=== Stated task ===
Copy out the entries from the start through the line containing "pixel 25 27", requests included, and shift every pixel coordinate in the answers by -129.

=== A run of entries ===

======

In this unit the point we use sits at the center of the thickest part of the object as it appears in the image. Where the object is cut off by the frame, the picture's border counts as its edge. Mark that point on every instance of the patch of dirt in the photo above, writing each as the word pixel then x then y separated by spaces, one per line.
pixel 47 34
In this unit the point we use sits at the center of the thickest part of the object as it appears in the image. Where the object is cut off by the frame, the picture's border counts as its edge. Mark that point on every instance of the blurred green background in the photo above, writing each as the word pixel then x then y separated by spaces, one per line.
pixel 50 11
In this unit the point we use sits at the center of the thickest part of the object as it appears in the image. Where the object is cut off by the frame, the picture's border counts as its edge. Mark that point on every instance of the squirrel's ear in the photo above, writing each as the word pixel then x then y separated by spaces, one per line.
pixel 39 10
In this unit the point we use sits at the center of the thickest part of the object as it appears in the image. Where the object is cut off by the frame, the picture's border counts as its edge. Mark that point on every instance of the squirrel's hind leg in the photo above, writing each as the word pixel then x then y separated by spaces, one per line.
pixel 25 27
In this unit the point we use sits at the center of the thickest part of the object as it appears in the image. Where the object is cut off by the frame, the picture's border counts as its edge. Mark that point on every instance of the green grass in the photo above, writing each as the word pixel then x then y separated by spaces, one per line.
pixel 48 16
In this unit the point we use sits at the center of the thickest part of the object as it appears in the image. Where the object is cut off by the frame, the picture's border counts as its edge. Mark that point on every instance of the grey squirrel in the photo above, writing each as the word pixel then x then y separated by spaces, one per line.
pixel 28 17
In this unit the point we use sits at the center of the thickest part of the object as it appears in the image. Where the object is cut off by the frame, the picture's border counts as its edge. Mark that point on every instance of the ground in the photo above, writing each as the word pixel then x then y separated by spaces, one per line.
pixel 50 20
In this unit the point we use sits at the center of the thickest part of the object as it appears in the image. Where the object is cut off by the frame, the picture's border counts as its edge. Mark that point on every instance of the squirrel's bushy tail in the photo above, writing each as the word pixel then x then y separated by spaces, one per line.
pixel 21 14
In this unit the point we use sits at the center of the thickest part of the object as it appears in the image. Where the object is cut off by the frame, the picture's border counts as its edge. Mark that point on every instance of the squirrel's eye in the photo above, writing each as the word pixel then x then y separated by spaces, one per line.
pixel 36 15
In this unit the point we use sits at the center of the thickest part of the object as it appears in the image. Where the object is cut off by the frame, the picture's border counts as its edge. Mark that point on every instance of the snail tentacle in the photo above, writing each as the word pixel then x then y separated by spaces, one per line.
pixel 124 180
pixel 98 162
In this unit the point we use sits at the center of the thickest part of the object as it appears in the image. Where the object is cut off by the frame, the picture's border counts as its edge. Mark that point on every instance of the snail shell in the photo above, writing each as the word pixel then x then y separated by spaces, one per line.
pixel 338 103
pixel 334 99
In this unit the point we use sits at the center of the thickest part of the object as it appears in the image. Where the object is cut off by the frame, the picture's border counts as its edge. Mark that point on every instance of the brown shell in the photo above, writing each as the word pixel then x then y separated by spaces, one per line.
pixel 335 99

======

=== Written response ===
In this unit the point we use sits at the center of the thickest part of the object as it appears in the image. Where the object is cut off by the frame, the picture's border counts as its edge. Mark that point on every instance of the patch of dirt in the photo above, writing each as the word pixel then x then y separated by spaces, one per line.
pixel -82 -95
In this unit the point we use sits at the center of the thickest part of the object as it appears in the image. Where the object is cut off by the frame, the picture's border counts as its edge. Mark that point on every instance of the blurred green background in the photo above, writing each as the word pixel then x then y separated by spaces, one per line.
pixel -79 -118
In this unit the point we use sits at the center of the thickest part of the object as it appears in the image. Where the object is cut off by the frame, the picture's border counts as its edge. Mark that point on every instance of the squirrel's ear in the photo above, writing each as the word pixel then x then y separated by spaces, one per line.
pixel -90 -119
In this unit the point we use sits at the center of the thickest part of the object as it appears in the image. Where the object is cut off by the frame, the picture's border counts as its edge. Mark that point on every instance of the squirrel's hind leg in the photo above, writing each as the word pixel then x then y separated by spaces, one per line.
pixel -104 -102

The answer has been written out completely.